* **Given exercise**
Pick up the discussion on allocating many small fixed-size memory blocks right after its last sentence, and keep writing it.

* **Text excerpt**
* begin *

I need to allocate, and free lots of fixed size, small (16 byte) blocks of memory, in no fixed order. I could just call malloc and free for each, but that will probably be very inefficient. A better solution probably would be to call malloc and free for larger blocks, and handle the allocation within those blocks itself.

The question is, how best to do this?

It seems that this should not be a very unusual problem or rare problem, and that it should have been "solved", but I can't seem to find anything. Any pointers?

To clarify, I am aware that memory pool libraries, and what-not exist, but these also take a size parameter. If the size is constant, then different options for more efficient algorithms are available, are there any implementations of these?

+2  A: 

Before embarking on the onerous task of re-writing malloc, the standard advice applies. Profile your code, and make sure that this is actually a problem!

Oli Charlesworth
+2  A: 

The best way to do this is to not assume it will be inefficient. Instead try out the solution with malloc, measure the performance and prove that it is either efficient or not. Then once it's provide to be innefficient (likely won't be) is the only time you should move to a custom allocator. Without the proof you'll never know if your solution is actually faster or not.

JaredPar
+2  A: 

What you're looking for is called a memory pool. There are existing implementations, although it's not hard (and good practice) to make your own.

The simplest implementation for a pool of same-sized data is just a wrapper containing a buffer of n*size, and a stack of n pointers. "malloc" from the pool pops the pointer off the top. "free" to the pool puts the pointer back into the stack.

* end *

* **Dataset records**
* begin *

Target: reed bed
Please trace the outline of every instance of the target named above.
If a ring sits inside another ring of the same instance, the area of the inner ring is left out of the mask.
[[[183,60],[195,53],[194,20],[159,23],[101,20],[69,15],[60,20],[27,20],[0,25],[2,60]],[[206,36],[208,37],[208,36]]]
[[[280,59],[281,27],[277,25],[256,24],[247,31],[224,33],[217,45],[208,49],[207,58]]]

* end *

* **Task result**
patros
This does not allow me to free large blocks at once, nor allocate them, unless I have a way of telling whether the entire block is referenced from different points in the linked list. This does require some implementation thought, and I'm looking to see if there is a reasonable solution I can just plug in.
mmmmalloc
+2  A: 

for your requirement your custom allocator would be really simple. just calloc a large array memory

calloc(N * 16)

and then you can just hand out array entries. inorder to track which array locations are in use you could use a simple bitmap and then with a few clever bit operations and pointer subtraction your custom malloc/free operations should be pretty easy. if you run out of space you can just realloc some more, but having a suitable fixed default would be a little easier.

though really you should just use malloc first. malloc creates pools of free memory blocks of different sizes, i would bet that there is a pool for 16 byte memory blocks (different implementations may or may not do this but its a pretty common optimization) and since all your allocations are the same size fragmentation should not be an issue. (plus debugging your allocator might be a bit of a nightmare.)

luke
+4  A: 

You're right, it's a common problem [Edit: how to do fixed-size allocation, I mean. "malloc is slowing down my application" is less common than you might think].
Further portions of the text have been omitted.